EXERCISE:
For each line of the data below that includes the string "onion", count one, and answer with the sum only.

------ DATA FOR ANALYSIS

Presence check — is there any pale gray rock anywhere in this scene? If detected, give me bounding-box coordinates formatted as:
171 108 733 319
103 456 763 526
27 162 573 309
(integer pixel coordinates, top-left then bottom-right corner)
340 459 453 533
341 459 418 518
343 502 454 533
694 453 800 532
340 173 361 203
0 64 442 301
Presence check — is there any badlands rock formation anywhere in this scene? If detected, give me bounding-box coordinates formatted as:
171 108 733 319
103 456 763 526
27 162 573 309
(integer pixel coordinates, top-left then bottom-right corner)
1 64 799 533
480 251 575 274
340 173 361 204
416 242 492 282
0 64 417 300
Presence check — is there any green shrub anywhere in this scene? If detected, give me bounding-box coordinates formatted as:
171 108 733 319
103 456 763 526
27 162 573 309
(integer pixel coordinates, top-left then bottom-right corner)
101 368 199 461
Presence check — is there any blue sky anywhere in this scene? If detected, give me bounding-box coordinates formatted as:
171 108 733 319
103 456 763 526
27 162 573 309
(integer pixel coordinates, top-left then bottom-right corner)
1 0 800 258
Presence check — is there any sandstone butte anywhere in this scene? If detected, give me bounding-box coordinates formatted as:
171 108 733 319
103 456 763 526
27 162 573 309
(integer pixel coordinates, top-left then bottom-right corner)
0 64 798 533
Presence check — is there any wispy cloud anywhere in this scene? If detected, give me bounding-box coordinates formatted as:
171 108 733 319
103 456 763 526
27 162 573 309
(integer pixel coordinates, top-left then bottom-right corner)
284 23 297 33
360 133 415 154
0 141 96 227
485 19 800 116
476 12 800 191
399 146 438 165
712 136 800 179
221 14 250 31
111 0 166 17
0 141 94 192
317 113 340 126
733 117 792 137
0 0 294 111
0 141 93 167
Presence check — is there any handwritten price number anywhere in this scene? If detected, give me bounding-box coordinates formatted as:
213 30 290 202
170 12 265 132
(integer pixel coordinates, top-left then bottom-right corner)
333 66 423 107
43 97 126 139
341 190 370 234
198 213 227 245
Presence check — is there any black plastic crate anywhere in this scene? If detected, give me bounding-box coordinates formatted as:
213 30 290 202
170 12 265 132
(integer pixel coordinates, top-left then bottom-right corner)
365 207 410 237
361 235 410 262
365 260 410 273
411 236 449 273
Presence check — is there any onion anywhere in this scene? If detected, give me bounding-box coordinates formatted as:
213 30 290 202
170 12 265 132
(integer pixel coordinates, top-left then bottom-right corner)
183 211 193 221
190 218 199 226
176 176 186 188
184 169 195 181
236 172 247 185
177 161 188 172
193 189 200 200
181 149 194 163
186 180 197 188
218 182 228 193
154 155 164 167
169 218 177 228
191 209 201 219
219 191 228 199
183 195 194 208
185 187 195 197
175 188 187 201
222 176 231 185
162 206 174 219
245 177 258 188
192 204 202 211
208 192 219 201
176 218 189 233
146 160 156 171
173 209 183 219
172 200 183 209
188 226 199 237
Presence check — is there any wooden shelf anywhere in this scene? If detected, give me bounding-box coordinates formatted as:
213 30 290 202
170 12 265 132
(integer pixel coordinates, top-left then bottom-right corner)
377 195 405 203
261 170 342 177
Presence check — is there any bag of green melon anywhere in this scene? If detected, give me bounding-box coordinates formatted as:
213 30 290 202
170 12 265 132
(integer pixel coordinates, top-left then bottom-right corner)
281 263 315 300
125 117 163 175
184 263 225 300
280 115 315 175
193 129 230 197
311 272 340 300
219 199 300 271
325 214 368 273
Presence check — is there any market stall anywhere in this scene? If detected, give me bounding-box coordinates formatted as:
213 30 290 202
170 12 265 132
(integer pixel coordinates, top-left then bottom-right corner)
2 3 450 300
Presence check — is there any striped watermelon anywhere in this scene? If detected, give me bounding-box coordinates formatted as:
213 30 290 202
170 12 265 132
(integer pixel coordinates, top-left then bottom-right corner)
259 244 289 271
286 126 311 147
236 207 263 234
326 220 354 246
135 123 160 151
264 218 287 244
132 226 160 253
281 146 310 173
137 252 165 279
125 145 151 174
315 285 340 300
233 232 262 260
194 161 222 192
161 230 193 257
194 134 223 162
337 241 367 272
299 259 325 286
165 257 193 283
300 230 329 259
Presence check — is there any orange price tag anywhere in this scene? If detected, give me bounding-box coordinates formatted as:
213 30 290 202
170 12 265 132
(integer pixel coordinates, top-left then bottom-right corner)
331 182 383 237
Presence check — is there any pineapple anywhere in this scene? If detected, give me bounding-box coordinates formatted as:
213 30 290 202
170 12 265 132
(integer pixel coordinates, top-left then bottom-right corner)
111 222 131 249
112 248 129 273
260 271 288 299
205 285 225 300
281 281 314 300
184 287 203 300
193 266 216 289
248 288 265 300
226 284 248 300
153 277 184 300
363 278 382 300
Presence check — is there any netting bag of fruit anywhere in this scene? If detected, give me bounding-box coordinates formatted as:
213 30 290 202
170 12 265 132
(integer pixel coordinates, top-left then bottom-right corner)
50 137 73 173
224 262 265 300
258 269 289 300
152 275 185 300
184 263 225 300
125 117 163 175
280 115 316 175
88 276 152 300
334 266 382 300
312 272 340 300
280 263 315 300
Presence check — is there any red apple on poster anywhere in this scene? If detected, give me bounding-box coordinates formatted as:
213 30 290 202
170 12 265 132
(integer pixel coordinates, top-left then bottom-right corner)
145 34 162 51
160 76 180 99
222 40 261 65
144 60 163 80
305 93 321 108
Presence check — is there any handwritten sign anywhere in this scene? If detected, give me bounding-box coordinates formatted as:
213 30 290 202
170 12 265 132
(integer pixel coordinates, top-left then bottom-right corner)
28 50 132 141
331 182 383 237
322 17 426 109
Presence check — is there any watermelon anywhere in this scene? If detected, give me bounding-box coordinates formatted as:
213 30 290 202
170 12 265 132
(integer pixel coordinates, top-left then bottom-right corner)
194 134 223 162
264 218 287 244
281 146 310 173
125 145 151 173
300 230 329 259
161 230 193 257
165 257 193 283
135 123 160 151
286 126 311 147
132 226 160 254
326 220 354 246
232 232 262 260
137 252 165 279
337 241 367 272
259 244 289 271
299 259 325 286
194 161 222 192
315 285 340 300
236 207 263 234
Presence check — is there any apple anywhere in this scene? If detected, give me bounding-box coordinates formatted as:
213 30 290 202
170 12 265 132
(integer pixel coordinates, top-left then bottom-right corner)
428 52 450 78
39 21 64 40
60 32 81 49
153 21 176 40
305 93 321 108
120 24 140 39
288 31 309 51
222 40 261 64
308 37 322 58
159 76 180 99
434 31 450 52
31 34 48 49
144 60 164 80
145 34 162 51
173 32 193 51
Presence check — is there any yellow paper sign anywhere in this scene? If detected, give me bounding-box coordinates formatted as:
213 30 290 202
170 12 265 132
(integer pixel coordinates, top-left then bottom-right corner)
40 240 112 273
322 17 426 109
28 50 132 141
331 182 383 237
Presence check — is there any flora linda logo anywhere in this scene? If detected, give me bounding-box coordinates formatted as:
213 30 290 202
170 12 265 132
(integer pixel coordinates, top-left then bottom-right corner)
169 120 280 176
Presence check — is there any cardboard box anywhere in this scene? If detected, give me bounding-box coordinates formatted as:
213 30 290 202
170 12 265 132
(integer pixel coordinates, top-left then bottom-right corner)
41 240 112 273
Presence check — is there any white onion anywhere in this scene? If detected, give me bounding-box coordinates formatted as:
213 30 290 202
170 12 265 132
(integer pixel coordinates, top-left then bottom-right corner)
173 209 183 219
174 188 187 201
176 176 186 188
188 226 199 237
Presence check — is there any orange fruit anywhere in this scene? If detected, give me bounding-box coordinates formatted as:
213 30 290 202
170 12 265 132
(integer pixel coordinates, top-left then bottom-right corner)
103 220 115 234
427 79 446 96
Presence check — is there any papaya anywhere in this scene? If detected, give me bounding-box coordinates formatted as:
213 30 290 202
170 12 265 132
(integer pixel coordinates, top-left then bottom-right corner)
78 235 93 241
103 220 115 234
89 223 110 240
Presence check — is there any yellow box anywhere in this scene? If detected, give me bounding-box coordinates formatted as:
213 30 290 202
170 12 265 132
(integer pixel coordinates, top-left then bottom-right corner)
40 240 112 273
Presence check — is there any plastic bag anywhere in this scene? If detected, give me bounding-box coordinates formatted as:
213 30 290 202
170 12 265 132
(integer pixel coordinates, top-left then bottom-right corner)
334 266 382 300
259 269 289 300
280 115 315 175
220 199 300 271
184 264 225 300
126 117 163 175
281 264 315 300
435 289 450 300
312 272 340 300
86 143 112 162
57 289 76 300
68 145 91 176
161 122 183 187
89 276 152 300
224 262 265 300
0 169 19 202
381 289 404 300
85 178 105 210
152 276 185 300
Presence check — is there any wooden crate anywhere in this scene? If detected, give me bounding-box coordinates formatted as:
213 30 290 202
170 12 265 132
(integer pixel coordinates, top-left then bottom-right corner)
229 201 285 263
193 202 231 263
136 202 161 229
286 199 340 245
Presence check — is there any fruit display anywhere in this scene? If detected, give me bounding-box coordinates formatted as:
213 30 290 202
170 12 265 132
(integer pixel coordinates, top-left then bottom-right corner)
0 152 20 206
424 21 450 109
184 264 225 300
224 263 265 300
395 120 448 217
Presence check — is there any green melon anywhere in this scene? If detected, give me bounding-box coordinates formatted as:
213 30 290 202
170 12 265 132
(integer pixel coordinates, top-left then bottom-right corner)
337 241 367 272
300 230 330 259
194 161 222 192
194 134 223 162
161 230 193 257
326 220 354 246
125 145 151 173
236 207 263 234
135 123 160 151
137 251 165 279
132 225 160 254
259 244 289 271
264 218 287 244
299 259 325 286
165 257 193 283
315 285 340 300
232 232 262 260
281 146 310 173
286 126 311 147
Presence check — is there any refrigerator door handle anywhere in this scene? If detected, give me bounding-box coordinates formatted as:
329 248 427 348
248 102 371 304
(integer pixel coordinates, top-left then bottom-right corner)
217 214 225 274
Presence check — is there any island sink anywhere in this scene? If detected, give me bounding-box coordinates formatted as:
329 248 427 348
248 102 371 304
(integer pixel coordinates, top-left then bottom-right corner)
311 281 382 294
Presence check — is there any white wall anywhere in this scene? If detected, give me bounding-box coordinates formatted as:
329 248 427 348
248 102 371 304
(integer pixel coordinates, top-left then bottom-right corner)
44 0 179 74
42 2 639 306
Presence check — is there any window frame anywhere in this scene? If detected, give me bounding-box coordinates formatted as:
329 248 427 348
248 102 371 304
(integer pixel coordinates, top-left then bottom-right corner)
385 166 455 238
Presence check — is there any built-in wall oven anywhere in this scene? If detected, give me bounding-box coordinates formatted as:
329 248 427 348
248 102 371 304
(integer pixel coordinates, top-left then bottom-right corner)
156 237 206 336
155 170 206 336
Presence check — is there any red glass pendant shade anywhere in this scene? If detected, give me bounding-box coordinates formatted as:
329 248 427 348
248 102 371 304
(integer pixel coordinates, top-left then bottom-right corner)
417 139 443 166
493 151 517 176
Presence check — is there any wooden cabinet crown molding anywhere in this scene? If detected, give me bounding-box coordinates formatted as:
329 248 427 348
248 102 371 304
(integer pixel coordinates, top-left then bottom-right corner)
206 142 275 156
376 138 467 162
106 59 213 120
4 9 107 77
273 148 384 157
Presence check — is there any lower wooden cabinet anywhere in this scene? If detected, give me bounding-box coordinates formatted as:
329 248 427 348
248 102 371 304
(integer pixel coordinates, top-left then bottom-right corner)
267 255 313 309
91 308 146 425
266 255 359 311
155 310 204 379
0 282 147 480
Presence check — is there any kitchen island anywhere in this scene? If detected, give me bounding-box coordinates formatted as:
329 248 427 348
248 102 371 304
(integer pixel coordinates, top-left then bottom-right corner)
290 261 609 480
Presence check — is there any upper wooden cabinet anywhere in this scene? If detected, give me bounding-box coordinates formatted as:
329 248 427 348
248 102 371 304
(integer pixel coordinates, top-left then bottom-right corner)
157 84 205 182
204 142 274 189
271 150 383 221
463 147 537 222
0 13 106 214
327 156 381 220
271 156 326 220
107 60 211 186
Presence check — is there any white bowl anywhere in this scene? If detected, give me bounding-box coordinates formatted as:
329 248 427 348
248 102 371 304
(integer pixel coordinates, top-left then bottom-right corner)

------------

SOLUTION FOR THIS TASK:
2